What is required
Can you transcribe every entry word for word, skipping the images?

Given records
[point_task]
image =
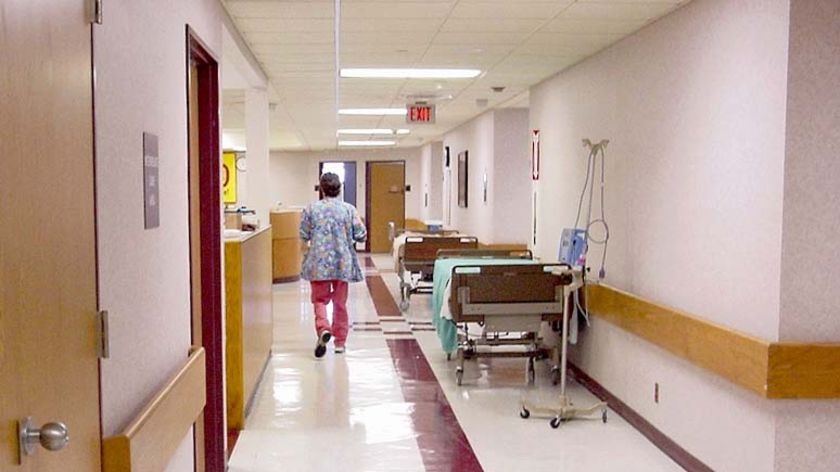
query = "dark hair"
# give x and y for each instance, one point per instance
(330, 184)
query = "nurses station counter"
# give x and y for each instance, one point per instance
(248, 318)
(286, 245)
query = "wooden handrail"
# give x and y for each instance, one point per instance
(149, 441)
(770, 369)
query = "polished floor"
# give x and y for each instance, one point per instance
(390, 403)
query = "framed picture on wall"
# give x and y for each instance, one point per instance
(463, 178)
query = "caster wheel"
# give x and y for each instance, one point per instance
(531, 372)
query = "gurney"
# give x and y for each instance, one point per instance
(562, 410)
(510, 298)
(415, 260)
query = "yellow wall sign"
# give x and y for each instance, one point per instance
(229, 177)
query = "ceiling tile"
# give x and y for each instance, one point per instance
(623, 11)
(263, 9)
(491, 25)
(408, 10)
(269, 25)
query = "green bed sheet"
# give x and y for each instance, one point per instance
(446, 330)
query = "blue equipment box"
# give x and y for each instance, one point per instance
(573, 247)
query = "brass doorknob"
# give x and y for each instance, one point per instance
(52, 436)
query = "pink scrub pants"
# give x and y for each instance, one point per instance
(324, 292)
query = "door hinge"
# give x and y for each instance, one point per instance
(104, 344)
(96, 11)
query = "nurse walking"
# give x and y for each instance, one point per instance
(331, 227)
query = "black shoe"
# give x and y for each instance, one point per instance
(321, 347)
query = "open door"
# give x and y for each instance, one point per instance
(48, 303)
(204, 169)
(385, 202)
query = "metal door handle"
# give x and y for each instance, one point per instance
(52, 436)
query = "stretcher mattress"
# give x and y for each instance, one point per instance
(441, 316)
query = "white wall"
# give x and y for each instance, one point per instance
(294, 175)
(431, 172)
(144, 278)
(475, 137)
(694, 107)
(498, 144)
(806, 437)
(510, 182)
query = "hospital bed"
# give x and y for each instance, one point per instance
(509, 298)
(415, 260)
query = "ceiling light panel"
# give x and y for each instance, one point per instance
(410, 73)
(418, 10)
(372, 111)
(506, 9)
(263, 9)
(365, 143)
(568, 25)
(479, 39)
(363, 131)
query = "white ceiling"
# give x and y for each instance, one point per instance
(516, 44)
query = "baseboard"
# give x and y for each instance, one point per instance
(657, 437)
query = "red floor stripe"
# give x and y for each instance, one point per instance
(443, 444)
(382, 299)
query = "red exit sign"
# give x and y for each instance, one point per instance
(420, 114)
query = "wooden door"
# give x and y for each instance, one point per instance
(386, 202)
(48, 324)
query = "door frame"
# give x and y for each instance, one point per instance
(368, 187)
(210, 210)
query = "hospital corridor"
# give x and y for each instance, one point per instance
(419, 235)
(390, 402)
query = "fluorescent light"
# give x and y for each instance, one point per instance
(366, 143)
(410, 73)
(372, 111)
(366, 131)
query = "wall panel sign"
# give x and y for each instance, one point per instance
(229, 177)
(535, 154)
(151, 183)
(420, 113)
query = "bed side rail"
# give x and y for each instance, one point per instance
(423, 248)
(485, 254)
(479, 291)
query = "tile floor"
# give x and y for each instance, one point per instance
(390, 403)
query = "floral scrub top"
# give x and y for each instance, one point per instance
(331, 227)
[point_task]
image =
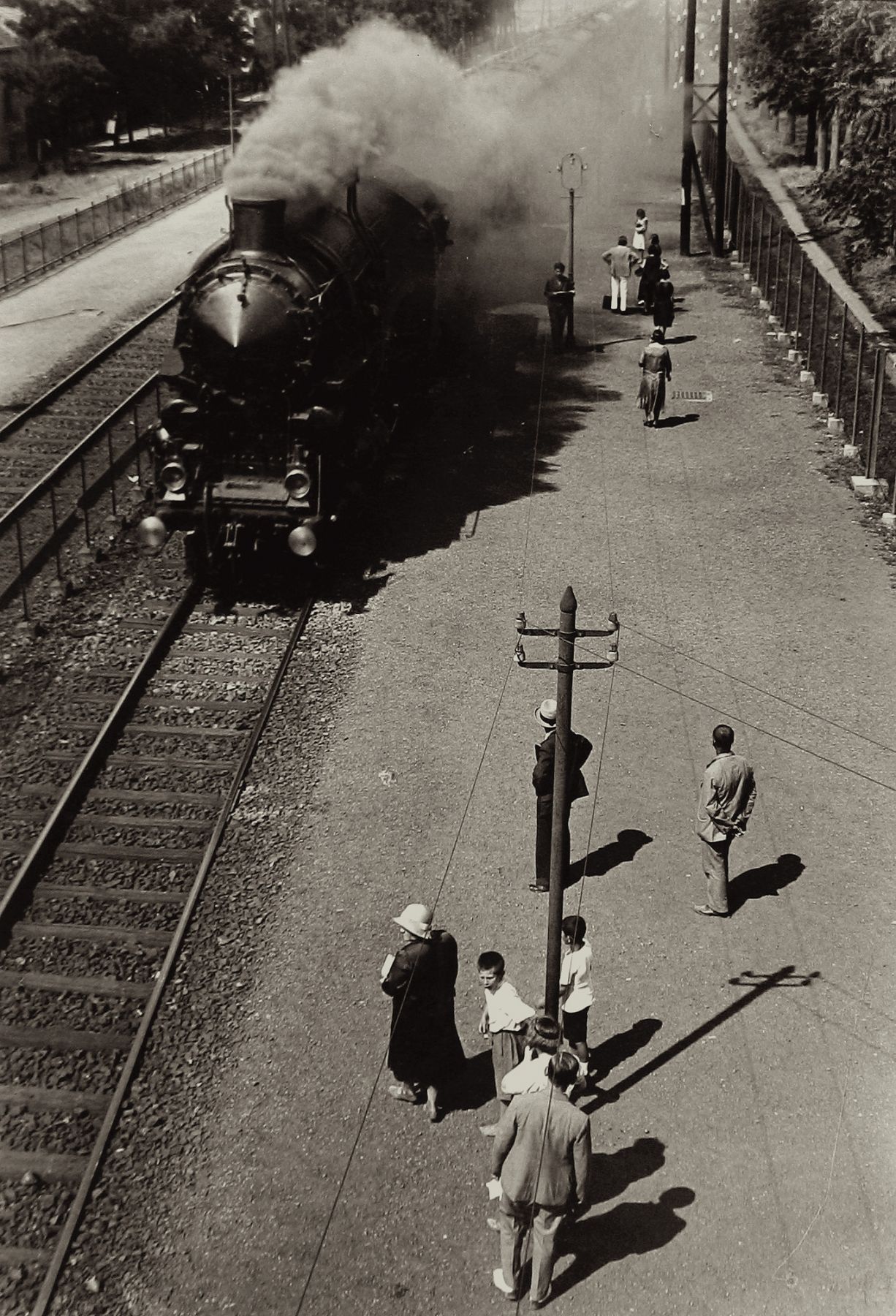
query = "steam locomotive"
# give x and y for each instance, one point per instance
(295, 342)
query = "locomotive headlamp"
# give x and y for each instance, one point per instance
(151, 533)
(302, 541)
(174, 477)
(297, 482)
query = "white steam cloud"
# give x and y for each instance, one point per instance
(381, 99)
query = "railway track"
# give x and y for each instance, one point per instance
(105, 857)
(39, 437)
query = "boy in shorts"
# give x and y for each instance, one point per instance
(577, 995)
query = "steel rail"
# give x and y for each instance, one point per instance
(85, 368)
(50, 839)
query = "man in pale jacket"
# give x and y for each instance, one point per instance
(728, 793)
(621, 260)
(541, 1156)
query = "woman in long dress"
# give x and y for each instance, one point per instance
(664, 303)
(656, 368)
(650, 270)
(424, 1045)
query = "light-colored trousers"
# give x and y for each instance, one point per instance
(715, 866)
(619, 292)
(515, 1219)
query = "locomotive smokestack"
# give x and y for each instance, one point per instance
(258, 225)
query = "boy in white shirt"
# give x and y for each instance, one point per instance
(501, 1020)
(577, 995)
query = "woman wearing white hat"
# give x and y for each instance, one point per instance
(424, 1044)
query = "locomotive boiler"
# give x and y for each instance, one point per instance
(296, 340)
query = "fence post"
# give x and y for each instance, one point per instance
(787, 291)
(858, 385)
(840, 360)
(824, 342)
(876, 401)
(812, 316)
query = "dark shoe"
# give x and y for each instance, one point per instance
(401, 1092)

Solved exercise
[point_task]
image =
query = "dark hair"
# give x and y for each instance, one point per instance
(330, 184)
query = "nurses station counter"
# give x and y for each instance, one point per instance
(248, 318)
(286, 245)
query = "wooden handrail"
# give x and y for each instance, one point per instance
(149, 441)
(770, 369)
query = "polished floor"
# give x and y for each instance, one point per instance
(390, 403)
query = "framed picture on wall"
# give x and y for each instance, one point per instance
(463, 178)
query = "caster wheel"
# give x and y for each instance, one point per instance
(531, 372)
query = "gurney"
# give x and y for each instance, one point per instance
(562, 410)
(510, 298)
(415, 260)
query = "yellow wall sign"
# give x and y for each instance, one point per instance
(229, 177)
query = "ceiling tile"
# give x and y for each instance, one point per instance
(623, 11)
(263, 9)
(491, 25)
(408, 10)
(269, 25)
query = "green bed sheet"
# give x and y for each instance, one point per instance
(446, 330)
query = "blue equipment box"
# give x and y for each instance, one point per instance
(573, 247)
query = "brass doorknob"
# give x and y for each instance, one point per instance
(52, 436)
query = "pink scrub pants"
# give x and y for each instance, one point per instance
(324, 292)
query = "door hinge"
# give x and y for each instance, one point per instance
(104, 344)
(96, 11)
query = "nurse walking"
# give x and y for each instance, one point per instance
(331, 227)
query = "black shoe"
# give x and y for each instance, one point per instance
(321, 347)
query = "open door"
# give x and y for each instance, one point per instance
(48, 303)
(204, 169)
(385, 202)
query = "metal door handle"
# give x and y for each instance, one point per instance
(52, 436)
query = "stretcher mattress"
# give x and y for each instance, one point per instance
(441, 316)
query = "white wall"
# give x and y for each instance, one point per instance
(294, 175)
(431, 172)
(144, 278)
(475, 137)
(694, 107)
(498, 144)
(806, 437)
(510, 182)
query = "hospital bed"
# give x and y for each instance, one point per instance
(509, 298)
(415, 260)
query = "ceiling light panel"
# give x and y for each instance, one point per instance
(410, 73)
(418, 10)
(372, 111)
(506, 9)
(263, 9)
(365, 143)
(568, 25)
(479, 39)
(363, 131)
query = "white ceiling"
# give x and y for each instance, one point per instance
(516, 44)
query = "baseboard"
# give x and y for each instance, one point per instance
(657, 437)
query = "red floor stripe"
# give x and y for each instance, one point per instance
(443, 444)
(382, 299)
query = "red exit sign"
# give x and y for each instance, one point per instance
(420, 114)
query = "wooden door"
# give x and y for each instance, one point per instance
(386, 202)
(48, 324)
query = "door frame"
# give x and y for each instance, one point per instance
(368, 187)
(210, 210)
query = "hospital corridor"
# give x and y for each instance, one point per instance
(419, 235)
(390, 402)
query = "fluorescent light"
# give x and y for each instance, one point per instance
(366, 143)
(410, 73)
(372, 111)
(366, 131)
query = "wall panel sign"
# give x and y for each instance, one point per instance
(229, 177)
(535, 154)
(151, 183)
(420, 113)
query = "bed side rail"
# give x and y for each instance, one point per instance
(423, 248)
(485, 254)
(479, 291)
query = "tile floor"
# give x and y for each instance, one point per instance
(390, 403)
query = "floral scrub top"
# give x and y for each instance, one point per instance
(331, 227)
[point_task]
image =
query = "steam locomotive"
# give x and y for each instance, one point per instance
(295, 342)
query = "locomotive headlamp"
# give x and y for each instance, one point per instance
(151, 533)
(302, 541)
(174, 477)
(297, 482)
query = "white steam cloud"
# give x and y for each instance, one point per instance
(381, 99)
query = "railway track"
# give x and y for each instance, one point per instance
(105, 857)
(39, 437)
query = "boy in shorts"
# give x and y for each instance, one point per instance
(577, 995)
query = "steel rail"
# give x and y for each instance, one point per instance
(85, 368)
(50, 839)
query = "man in pale jacket"
# give x and y for each instance, one point per instance
(728, 793)
(621, 260)
(541, 1156)
query = "woman in long dress"
# give x and y for each instance, one point per instance
(664, 303)
(656, 368)
(650, 270)
(424, 1045)
query = "light-colored trousers"
# give x and y for each instance, one point per instance
(715, 866)
(619, 292)
(515, 1219)
query = "locomotive smokestack"
# give x and y for each instance, one point per instance
(258, 225)
query = "boy in white shirt"
# give x and y for each instance, one point per instance
(501, 1020)
(577, 995)
query = "woman wearing white hat"
# give x and y for each instance, one point per instance
(424, 1044)
query = "locomotive boiler"
# give x and y for each instance, one point per instance
(296, 340)
query = "fence post"
# give x and y for each instance, one point per instance
(787, 291)
(858, 385)
(840, 360)
(824, 342)
(876, 401)
(812, 316)
query = "dark shoe"
# give x and y for each instance, one point per instance
(401, 1092)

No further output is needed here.